TEXT PASSAGE:
--- START ---

At the time of his death in 1626, Bacon was 5 years into an enforced retirement following charges of taking bribes from litigants, an accusation he admitted though he defended himself by denying that the bribes had ever influenced his decisions. On a cold April day he was near Highgate Hill on a coach ride with the King’s physician, Dr Witherborne, there was snow on the ground and, according to John Aubrey, writing in Brief Lives 50 years later, Bacon wondered ‘why flesh might not be preserved in snow as in salt. They were resolved they would try the experiment…’ 
 
To this end, they bought a hen from a woman living nearby, who killed and gutted it and Bacon helped stuff the carcass with snow. According to Aubrey, ‘The snow so chilled him that he immediately fell so extremely ill that he could not return to his lodgings’ and he was taken to the Earl of Arundel’s house nearby where he was put in a damp, unaired bed in which he died of pneumonia 2–3 days later.

--- END ---

ENTRIES:

--- START ---

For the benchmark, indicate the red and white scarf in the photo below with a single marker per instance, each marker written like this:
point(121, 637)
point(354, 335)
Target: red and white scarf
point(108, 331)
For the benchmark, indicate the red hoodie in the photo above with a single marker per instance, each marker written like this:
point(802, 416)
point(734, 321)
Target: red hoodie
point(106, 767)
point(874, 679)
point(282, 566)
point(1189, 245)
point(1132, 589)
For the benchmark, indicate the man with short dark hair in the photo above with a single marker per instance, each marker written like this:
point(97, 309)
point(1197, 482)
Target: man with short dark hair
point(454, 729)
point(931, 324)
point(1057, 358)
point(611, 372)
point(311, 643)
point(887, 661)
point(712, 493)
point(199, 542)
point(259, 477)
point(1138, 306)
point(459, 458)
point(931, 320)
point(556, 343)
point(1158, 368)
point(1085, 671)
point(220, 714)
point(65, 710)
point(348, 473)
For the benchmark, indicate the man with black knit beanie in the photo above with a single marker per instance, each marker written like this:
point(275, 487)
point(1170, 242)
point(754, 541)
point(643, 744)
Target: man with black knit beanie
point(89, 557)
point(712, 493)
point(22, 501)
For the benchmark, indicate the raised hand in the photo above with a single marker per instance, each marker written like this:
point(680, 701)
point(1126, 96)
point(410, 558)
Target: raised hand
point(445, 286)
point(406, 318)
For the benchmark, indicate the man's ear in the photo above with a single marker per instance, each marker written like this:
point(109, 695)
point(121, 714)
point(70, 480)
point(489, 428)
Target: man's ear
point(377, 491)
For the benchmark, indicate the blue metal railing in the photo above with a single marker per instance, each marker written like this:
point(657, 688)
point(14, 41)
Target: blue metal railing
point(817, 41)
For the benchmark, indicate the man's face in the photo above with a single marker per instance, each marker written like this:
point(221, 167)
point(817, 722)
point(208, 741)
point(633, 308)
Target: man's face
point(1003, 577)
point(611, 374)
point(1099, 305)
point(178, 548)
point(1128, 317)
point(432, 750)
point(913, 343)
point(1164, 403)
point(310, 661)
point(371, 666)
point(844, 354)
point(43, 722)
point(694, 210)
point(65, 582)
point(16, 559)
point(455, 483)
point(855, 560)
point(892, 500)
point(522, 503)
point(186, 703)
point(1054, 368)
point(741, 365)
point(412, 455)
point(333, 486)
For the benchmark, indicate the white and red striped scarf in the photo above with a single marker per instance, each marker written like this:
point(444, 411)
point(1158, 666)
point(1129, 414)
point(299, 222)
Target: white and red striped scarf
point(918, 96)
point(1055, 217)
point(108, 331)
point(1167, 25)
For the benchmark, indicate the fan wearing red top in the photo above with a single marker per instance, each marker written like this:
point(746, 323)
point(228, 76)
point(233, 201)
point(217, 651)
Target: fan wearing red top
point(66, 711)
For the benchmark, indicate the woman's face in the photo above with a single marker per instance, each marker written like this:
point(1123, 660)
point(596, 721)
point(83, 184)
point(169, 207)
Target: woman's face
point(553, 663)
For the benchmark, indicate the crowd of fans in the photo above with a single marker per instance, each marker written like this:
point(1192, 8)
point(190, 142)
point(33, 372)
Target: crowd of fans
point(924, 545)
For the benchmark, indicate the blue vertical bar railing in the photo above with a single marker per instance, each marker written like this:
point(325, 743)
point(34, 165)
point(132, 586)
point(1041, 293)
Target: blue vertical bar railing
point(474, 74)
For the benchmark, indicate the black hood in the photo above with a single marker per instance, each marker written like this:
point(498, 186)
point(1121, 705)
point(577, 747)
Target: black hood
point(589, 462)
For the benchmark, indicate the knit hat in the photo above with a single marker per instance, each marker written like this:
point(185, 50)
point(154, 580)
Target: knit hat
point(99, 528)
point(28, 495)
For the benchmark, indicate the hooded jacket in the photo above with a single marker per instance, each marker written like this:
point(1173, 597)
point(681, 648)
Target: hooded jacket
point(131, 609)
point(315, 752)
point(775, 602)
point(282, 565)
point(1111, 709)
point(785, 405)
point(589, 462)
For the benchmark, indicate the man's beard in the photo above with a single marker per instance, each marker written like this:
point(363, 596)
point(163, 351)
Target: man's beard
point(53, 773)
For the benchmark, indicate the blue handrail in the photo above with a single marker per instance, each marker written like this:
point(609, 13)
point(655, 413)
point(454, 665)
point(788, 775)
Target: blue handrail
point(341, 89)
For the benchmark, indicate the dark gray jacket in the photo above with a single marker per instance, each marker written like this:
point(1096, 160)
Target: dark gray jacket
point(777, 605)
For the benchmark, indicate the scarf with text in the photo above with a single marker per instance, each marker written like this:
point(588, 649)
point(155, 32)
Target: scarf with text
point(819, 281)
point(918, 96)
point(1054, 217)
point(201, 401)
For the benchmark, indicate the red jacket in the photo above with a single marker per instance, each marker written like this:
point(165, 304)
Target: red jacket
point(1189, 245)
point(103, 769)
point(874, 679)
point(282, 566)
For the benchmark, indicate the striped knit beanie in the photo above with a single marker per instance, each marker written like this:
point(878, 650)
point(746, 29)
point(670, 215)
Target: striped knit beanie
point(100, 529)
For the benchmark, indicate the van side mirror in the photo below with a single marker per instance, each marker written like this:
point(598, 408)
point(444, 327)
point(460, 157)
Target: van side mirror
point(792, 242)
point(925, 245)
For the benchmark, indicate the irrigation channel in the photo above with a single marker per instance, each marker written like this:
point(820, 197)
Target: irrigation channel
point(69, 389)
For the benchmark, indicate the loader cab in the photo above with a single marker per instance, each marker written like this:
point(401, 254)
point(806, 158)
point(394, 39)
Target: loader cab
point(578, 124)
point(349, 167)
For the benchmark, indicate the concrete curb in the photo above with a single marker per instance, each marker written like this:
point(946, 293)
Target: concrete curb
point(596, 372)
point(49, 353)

--- END ---

In the passage about Bacon's death, write out the text between "To this end, they" and "2–3 days later.", inclusive, with "hen" replaced by "chicken".

EXERCISE ANSWER:
To this end, they bought a chicken from a woman living nearby, who killed and gutted it and Bacon helped stuff the carcass with snow. According to Aubrey, ‘The snow so chilled him that he immediately fell so extremely ill that he could not return to his lodgings’ and he was taken to the Earl of Arundel’s house nearby where he was put in a damp, unaired bed in which he died of pneumonia 2–3 days later.